WHAT TO WORK ON: Each line of the data must be written out again verbatim; no image belongs in the copy.

Point localization data
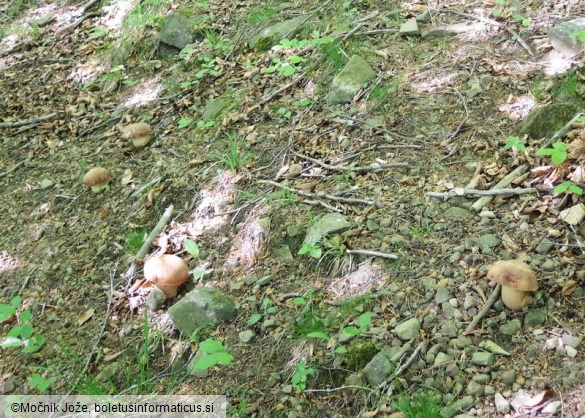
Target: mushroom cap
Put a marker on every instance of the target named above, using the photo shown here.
(135, 130)
(166, 270)
(97, 176)
(515, 274)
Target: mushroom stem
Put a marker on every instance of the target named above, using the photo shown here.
(515, 299)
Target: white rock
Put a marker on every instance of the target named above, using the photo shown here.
(571, 352)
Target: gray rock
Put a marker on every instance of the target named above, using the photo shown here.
(462, 404)
(481, 378)
(155, 299)
(508, 377)
(409, 28)
(329, 224)
(443, 295)
(535, 317)
(544, 246)
(273, 34)
(487, 242)
(247, 336)
(511, 328)
(482, 358)
(408, 329)
(450, 329)
(442, 359)
(350, 80)
(201, 306)
(378, 369)
(284, 254)
(212, 109)
(461, 342)
(181, 28)
(456, 212)
(563, 38)
(545, 121)
(474, 388)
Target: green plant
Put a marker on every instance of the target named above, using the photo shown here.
(314, 250)
(558, 152)
(214, 352)
(299, 378)
(568, 187)
(204, 125)
(421, 404)
(515, 142)
(234, 158)
(185, 122)
(23, 334)
(40, 383)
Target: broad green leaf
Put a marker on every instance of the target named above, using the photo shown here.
(210, 346)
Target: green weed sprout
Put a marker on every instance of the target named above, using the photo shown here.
(558, 152)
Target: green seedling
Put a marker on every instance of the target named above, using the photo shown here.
(516, 143)
(558, 152)
(299, 378)
(314, 250)
(568, 187)
(214, 353)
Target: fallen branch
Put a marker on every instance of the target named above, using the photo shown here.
(506, 181)
(484, 310)
(494, 192)
(371, 167)
(318, 195)
(164, 219)
(18, 123)
(373, 253)
(512, 32)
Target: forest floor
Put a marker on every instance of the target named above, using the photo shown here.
(444, 106)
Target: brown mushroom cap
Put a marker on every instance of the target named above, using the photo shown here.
(167, 271)
(139, 133)
(96, 178)
(515, 274)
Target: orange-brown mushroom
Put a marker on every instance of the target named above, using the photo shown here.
(139, 133)
(96, 178)
(167, 272)
(517, 279)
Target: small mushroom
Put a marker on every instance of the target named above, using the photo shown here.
(167, 272)
(517, 279)
(96, 178)
(139, 133)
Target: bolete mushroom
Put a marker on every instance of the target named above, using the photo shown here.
(139, 133)
(167, 272)
(96, 178)
(517, 279)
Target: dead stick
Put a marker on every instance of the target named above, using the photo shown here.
(373, 253)
(479, 204)
(461, 192)
(164, 219)
(484, 310)
(372, 167)
(26, 121)
(318, 195)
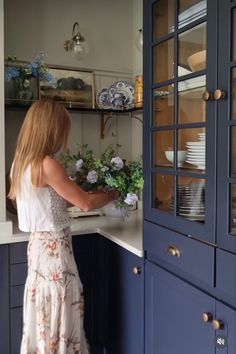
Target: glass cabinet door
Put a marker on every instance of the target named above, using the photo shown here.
(226, 237)
(179, 181)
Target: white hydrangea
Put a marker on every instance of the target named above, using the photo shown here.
(131, 199)
(92, 177)
(79, 164)
(118, 162)
(72, 178)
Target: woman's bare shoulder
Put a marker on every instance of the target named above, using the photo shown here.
(51, 166)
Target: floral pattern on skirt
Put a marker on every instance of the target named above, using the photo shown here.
(53, 297)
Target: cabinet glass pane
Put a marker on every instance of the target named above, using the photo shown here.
(163, 106)
(190, 10)
(163, 61)
(233, 54)
(191, 198)
(192, 50)
(191, 106)
(233, 210)
(233, 152)
(163, 18)
(163, 192)
(233, 90)
(163, 146)
(192, 147)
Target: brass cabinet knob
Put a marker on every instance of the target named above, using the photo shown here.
(217, 324)
(207, 317)
(219, 95)
(173, 251)
(207, 96)
(137, 270)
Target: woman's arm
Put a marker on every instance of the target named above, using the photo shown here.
(54, 175)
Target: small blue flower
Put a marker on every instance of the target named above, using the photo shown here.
(92, 177)
(79, 164)
(131, 199)
(12, 73)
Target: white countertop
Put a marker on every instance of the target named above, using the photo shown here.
(125, 233)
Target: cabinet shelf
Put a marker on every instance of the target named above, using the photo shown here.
(106, 114)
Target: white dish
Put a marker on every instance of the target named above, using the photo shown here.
(195, 143)
(75, 212)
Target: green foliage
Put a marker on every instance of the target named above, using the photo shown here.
(107, 172)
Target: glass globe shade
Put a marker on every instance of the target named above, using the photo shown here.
(79, 49)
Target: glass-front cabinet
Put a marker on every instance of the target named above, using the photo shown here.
(180, 116)
(226, 168)
(190, 118)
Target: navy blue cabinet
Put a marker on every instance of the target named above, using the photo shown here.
(125, 307)
(4, 300)
(182, 319)
(190, 176)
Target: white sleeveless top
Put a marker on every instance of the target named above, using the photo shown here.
(40, 209)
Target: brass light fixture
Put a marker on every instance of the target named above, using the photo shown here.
(76, 44)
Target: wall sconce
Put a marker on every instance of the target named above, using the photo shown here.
(139, 40)
(76, 44)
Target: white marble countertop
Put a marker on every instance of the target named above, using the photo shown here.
(126, 233)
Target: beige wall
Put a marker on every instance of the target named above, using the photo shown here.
(32, 25)
(110, 27)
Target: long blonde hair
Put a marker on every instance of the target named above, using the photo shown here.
(44, 132)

RESPONSE TO THE EXERCISE:
Target: mushroom cap
Put a marker on every instance of the target named above, using the photo shown here.
(135, 130)
(166, 270)
(97, 176)
(515, 274)
Target: mushroom stem
Put a marker on every instance of the target named above, using the photo shown here.
(515, 299)
Target: white rock
Put a marker on every instance of the target named above, using the photo shown here.
(571, 352)
Target: gray rock
Put a marker on every instance of the target named above, using the photo shown here.
(462, 404)
(481, 378)
(155, 299)
(508, 377)
(409, 28)
(329, 224)
(443, 295)
(535, 317)
(544, 246)
(273, 34)
(487, 242)
(247, 336)
(511, 328)
(482, 358)
(408, 329)
(450, 329)
(442, 359)
(350, 80)
(201, 306)
(378, 369)
(284, 254)
(212, 109)
(461, 342)
(181, 28)
(456, 212)
(563, 38)
(545, 121)
(474, 388)
Target: green plant
Put a marker on every instance of the target named above, using the photo shown here.
(314, 250)
(558, 152)
(214, 352)
(299, 378)
(568, 187)
(204, 125)
(421, 404)
(515, 142)
(234, 158)
(185, 122)
(23, 334)
(40, 383)
Target: broad green leaf
Put a marker on every instance of the target named above, using the photo shown here.
(210, 346)
Target: green weed sprout
Put a marker on every instance of the target named above, using the photo shown here.
(558, 152)
Target: green seedling
Put a marker on every instance of the target named above, using the photo shown here.
(516, 143)
(558, 152)
(299, 378)
(314, 250)
(568, 187)
(214, 353)
Target: fallen branch
Put a marker on every instance of the target named above, using the photo shown here.
(506, 181)
(484, 310)
(494, 192)
(371, 167)
(318, 195)
(164, 219)
(18, 123)
(373, 253)
(512, 32)
Target: forest floor
Put a marker on every instance of the target named above, using the photo shown here.
(444, 106)
Target: brown mushroom cap
Put a marker on every instance of the target named above, using the photo shown here.
(167, 271)
(139, 133)
(96, 178)
(515, 274)
Target: orange-brown mushroom
Put a marker on every instance of the target named above, using the photo shown here.
(139, 133)
(96, 178)
(167, 272)
(517, 279)
Target: small mushroom
Put a marker on every instance of the target named above, using the photo shown here.
(167, 272)
(517, 279)
(96, 178)
(139, 133)
Target: bolete mushroom
Put a marker on every instance of the target named above, using the photo shown here.
(139, 133)
(167, 272)
(96, 178)
(517, 279)
Target: dead stick
Put a marker on every instance of the target named above, using the photo shown here.
(373, 253)
(479, 204)
(461, 192)
(164, 219)
(484, 310)
(372, 167)
(26, 121)
(318, 195)
Target: glass cabinet door
Put a marker on every instance of the target named above, using the photo shown here.
(226, 237)
(179, 181)
Target: white hydrangea
Put a marker on every instance of the target named above, using the photo shown here.
(131, 199)
(92, 177)
(79, 164)
(118, 162)
(72, 178)
Target: woman's bare shoulder
Put a marker on every instance of the target named above, using the photo shown here.
(51, 166)
Target: floral pattern on skirt
Put a marker on every instance of the target named above, using the photo shown here.
(53, 297)
Target: cabinet glass pane
Put a marker on every instance of the target named above, using the photo shown here.
(163, 106)
(190, 10)
(163, 61)
(233, 54)
(191, 198)
(192, 50)
(191, 106)
(233, 210)
(233, 152)
(163, 18)
(163, 192)
(233, 90)
(163, 146)
(192, 147)
Target: brass cabinet knob
Put a marker on every instance of the target named above, using the photo shown here.
(217, 324)
(207, 317)
(219, 95)
(173, 251)
(207, 96)
(137, 270)
Target: woman's arm
Put a marker on every instance of the target named above, using the photo shown here.
(54, 175)
Target: small blue flower
Put a marker on every instance of the target named above, using the photo shown here.
(92, 177)
(79, 164)
(131, 199)
(12, 73)
Target: white countertop
Put a marker on every instance of the target named above, using the photo shown here.
(125, 233)
Target: cabinet shelf
Put a marker on every instance of the target named above, using the photo shown here.
(106, 114)
Target: white dish
Put a marker on every instance of the target named above, using the photo shown here.
(195, 143)
(75, 212)
Target: green foliage
Put a marker on every instance of the target named above, using the photo shown here.
(107, 172)
Target: glass globe shade
Put a marker on every instance of the target named above, using the photo shown here.
(79, 49)
Target: glass-front cabinet
Put a marker on every instance of the target named above, using the photo shown here.
(180, 116)
(226, 168)
(190, 118)
Target: navy blue cabinet
Put a marker on every instance of the target named above, using the photo shown here.
(125, 307)
(4, 300)
(182, 319)
(190, 176)
Target: white sleeveless top
Put a marker on every instance of the target named above, using the photo shown here.
(40, 209)
Target: brass light fixture
Put a marker on every instance of the target named above, using the photo shown here.
(76, 44)
Target: wall sconce
Put a marker on every instance of the target named above, using the photo shown here.
(139, 40)
(76, 44)
Target: white marble countertop
Put a marker on every instance of the target named above, using the photo shown here.
(126, 233)
Target: beige wall
Put a marker on every instance of the target named above, using the photo shown here.
(32, 25)
(110, 27)
Target: long blonde hair
Put a marker on every instance of the target named above, using the photo shown here.
(44, 132)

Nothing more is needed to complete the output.